Dokumenttext
%%

# Wago 750-881 und SNMP



## HighlanderSAS (30 Mai 2011)

Hallo Allerseits,
ich tue mich mit folgender Aufgabe etwas schwer:
Aus einem Steuerungsprogramm sollen zum Einen Meldungen über die Ethernet Schnittstelle zum Kunden und vom Kunden widerum Befehle zurück über Ethernet an die Steuerung übertragen werden, das ganze mittels SNMP Protokoll.
Ich muss zugeben, dass ich auf dieses Gebiet neu bin. 
Gibt es vielleicht irgendwo eine detaillierte Anleitung wie dieses programmiert werden muss.
Am besten mit einem Beispiel:
Zu Melden:
- Variabel 1
- Variabel 2

Kommando:
- Kommando 1
- Kommando 2​Ich verwende von Wago den Feldbuscontroller 750-881 und programmiere mit Codesys 2.3

Ich denke mal, dass kann nicht schwer sein, denn Gott und die Welt macht das u.a. so.

Vielen Dank im Voraus für Eure Hilfe.


----------



## bike (30 Mai 2011)

HighlanderSAS schrieb:


> Ich denke mal, dass kann nicht schwer sein, denn Gott und die Welt macht das u.a. so.



Gott programmiert nicht mit Codesys.

%%

Dateneinträge
%%

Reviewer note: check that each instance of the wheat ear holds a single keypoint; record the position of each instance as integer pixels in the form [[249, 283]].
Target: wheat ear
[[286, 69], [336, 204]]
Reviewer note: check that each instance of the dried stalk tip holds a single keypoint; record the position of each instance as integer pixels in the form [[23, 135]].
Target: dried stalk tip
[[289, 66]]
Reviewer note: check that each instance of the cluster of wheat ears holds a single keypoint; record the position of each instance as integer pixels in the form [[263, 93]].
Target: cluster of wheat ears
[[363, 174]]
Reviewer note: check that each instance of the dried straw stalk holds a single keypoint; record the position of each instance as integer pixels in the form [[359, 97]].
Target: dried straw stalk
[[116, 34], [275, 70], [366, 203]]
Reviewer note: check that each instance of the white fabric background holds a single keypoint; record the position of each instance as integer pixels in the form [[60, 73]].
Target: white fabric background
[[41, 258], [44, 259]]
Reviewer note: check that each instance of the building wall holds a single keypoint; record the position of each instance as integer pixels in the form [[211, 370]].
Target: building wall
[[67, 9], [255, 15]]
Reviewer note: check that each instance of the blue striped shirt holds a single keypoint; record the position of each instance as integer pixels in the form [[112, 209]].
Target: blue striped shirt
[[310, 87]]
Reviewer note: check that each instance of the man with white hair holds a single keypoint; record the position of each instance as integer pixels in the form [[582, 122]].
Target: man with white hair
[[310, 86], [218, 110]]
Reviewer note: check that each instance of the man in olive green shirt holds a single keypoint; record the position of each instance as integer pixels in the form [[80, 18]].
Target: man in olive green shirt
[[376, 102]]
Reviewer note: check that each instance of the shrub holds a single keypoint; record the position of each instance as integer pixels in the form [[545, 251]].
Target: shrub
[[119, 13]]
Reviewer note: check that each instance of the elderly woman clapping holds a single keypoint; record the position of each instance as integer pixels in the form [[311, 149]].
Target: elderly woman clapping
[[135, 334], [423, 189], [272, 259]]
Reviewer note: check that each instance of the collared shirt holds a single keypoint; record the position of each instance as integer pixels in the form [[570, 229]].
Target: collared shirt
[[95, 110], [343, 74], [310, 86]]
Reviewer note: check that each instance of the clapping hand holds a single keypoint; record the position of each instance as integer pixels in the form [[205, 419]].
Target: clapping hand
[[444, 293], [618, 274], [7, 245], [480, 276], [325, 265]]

%%

Aufgaben
(a) Stimmen die folgenden Aussagen mit dem Forenthread überein? Antworte jeweils mit Ja oder Nein und zitiere die entscheidenden Worte wörtlich. (i) HighlanderSAS programmiert mit Codesys 2.3. (ii) Die Übertragung soll per Modbus erfolgen. (iii) HighlanderSAS ist auf diesem Gebiet neu.
(b) Welche Einträge führt der Forenthread in seinem Beispiel unter „Zu Melden:“ und „Kommando:“ auf? Nenne alle.
Die Auflistung ist vom Forenthread unabhängiges Material.

Lösungen
(a)
(i) Ja: „programmiere mit Codesys 2.3“
(ii) Nein: „das ganze mittels SNMP Protokoll“
(iii) Ja: „Ich muss zugeben, dass ich auf dieses Gebiet neu bin.“

(b) Variabel 1, Variabel 2, Kommando 1, Kommando 2